• Document extract

The three Americans, white males who intervened to stop an Islamophobic attack on two teenagers by a white supremacist terrorist in Portland, USA have been widely hailed as heroes.
On Ramadan eve last Friday 26 May, African-American, Destinee Mangnum, 16 and her Hijabi Muslim friend, while travelling on MAX light rail, Portland, Oregon were targeted by Jeremy Joseph Christian, 35 who shouted Islamophobic slurs at them like “get out of my country”, “go kill yourselves”, “go back to Saudi Arabia”, “Muslims should die”.
Frightened the girls moved to the back of the train and waited to get out at the next stop.
A stranger intervened telling Christian that he “can’t disrespect young ladies like that” and an argument ensued with two more people joining to calm down Christian.
Then the terrorist pulled out a knife and stabbed to death two men Ricky John Best, 53 and Taliesin Myrddin Namkai-Meche, 23 and injured Micah David-Cole Fletcher, 21 who was taken to hospital in a serious condition but is expected to survive.
Mr Best of Happy Valley and a father of four died at the scene. The military veteran worked as a technician for the city of Portland.
Mr Namkai-Meche of Portland died at the hospital. He had graduated from Portland’s Reed College with a degree in economics last year and had just begun his career working at an environmental consulting agency.

• Data for analysis
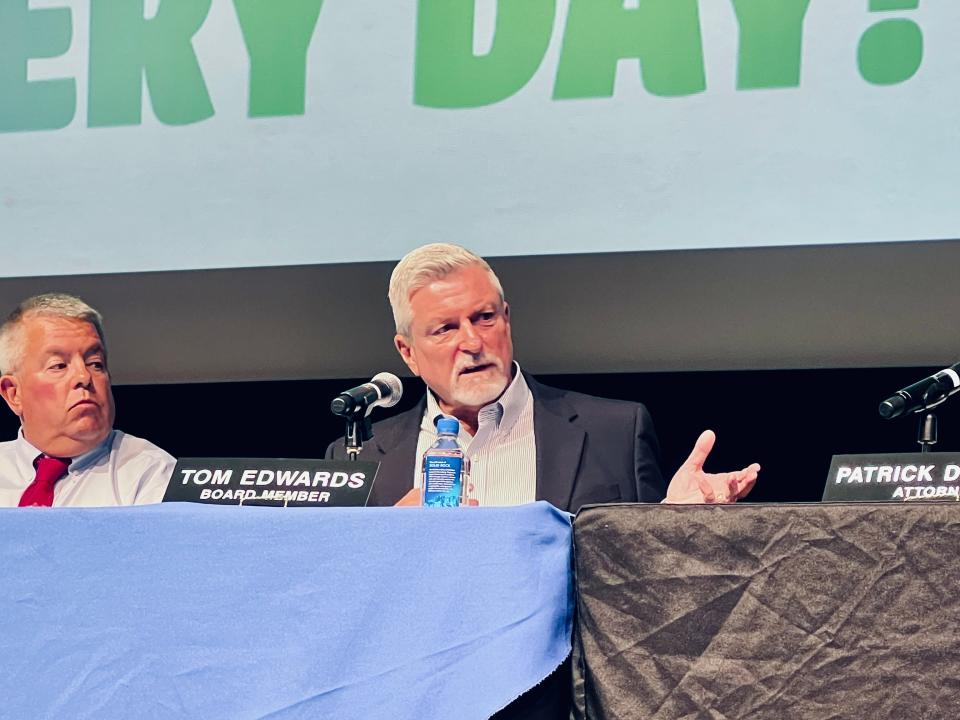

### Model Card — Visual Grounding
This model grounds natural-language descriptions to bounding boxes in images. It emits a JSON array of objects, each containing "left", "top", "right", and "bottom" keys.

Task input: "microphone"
[
  {"left": 880, "top": 363, "right": 960, "bottom": 420},
  {"left": 330, "top": 373, "right": 403, "bottom": 417}
]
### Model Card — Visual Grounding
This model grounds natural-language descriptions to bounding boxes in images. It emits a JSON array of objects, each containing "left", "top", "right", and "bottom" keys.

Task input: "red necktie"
[{"left": 20, "top": 455, "right": 70, "bottom": 507}]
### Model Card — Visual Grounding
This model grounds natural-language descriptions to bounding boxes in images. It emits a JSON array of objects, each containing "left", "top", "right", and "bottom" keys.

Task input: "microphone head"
[
  {"left": 880, "top": 395, "right": 907, "bottom": 420},
  {"left": 370, "top": 373, "right": 403, "bottom": 407}
]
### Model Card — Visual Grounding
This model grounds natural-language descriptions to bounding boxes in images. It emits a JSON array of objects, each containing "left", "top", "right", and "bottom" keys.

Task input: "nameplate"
[
  {"left": 823, "top": 453, "right": 960, "bottom": 502},
  {"left": 163, "top": 458, "right": 380, "bottom": 507}
]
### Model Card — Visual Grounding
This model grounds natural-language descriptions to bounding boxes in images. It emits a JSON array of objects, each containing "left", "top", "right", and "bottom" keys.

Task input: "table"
[
  {"left": 0, "top": 503, "right": 572, "bottom": 720},
  {"left": 574, "top": 502, "right": 960, "bottom": 720}
]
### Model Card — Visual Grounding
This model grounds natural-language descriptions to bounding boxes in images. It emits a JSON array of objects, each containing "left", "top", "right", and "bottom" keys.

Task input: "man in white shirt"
[
  {"left": 328, "top": 243, "right": 760, "bottom": 512},
  {"left": 0, "top": 294, "right": 176, "bottom": 507}
]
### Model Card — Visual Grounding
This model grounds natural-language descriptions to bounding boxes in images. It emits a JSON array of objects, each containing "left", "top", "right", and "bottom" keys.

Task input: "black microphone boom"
[
  {"left": 330, "top": 373, "right": 403, "bottom": 417},
  {"left": 880, "top": 363, "right": 960, "bottom": 420}
]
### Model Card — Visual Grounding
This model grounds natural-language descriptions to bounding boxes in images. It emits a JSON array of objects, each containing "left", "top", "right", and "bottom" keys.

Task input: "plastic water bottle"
[{"left": 420, "top": 417, "right": 477, "bottom": 507}]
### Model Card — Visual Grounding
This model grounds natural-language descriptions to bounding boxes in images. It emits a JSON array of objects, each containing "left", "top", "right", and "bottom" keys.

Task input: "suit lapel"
[
  {"left": 365, "top": 396, "right": 427, "bottom": 506},
  {"left": 524, "top": 374, "right": 586, "bottom": 510}
]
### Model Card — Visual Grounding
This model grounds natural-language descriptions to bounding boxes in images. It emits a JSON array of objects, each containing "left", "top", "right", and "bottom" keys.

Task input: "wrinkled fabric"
[
  {"left": 0, "top": 503, "right": 572, "bottom": 720},
  {"left": 574, "top": 503, "right": 960, "bottom": 720}
]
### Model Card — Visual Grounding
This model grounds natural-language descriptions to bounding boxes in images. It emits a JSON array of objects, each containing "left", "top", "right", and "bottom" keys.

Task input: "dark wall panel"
[{"left": 0, "top": 367, "right": 948, "bottom": 502}]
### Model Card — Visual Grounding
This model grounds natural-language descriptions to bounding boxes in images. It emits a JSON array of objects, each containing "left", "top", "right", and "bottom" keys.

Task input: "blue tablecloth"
[{"left": 0, "top": 503, "right": 572, "bottom": 720}]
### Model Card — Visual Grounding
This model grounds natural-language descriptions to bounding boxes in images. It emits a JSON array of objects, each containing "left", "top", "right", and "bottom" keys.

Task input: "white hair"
[
  {"left": 388, "top": 243, "right": 503, "bottom": 337},
  {"left": 0, "top": 293, "right": 107, "bottom": 374}
]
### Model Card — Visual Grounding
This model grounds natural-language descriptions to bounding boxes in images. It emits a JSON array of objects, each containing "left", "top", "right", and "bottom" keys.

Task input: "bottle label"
[{"left": 423, "top": 455, "right": 463, "bottom": 507}]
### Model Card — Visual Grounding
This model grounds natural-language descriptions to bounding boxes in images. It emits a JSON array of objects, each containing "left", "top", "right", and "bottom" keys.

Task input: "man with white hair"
[
  {"left": 0, "top": 294, "right": 176, "bottom": 507},
  {"left": 328, "top": 243, "right": 760, "bottom": 512}
]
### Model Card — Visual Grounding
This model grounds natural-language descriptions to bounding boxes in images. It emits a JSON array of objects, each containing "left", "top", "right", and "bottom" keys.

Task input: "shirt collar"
[
  {"left": 17, "top": 426, "right": 116, "bottom": 472},
  {"left": 420, "top": 362, "right": 530, "bottom": 433}
]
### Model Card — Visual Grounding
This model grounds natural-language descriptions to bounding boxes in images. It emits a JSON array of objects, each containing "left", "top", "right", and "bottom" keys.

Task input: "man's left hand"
[{"left": 665, "top": 430, "right": 760, "bottom": 503}]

• Problems to solve
1. In the Portland attack report, what work did Ricky John Best do?
2. For each statement, say whether it agrees with the Portland attack report, and quote the words from the report that decide it:
(a) The two girls moved to the front of the train.
(b) Micah David-Cole Fletcher is expected to survive.
(c) Mr Namkai-Meche died at the scene.
3. Summarize the Portland attack report in two sentences.
The listing is separate material and has no connection to the Portland attack report.

• Written responses
1. He worked as a technician for the city of Portland.

2.
(a) No: "Frightened the girls moved to the back of the train"
(b) Yes: "is expected to survive"
(c) No: "Mr Namkai-Meche of Portland died at the hospital."

3. On 26 May, Jeremy Joseph Christian shouted Islamophobic slurs at two teenage girls on a MAX light rail train in Portland, Oregon, and three men who intervened have been widely hailed as heroes. Christian stabbed Ricky John Best and Taliesin Myrddin Namkai-Meche to death and seriously injured Micah David-Cole Fletcher, who is expected to survive.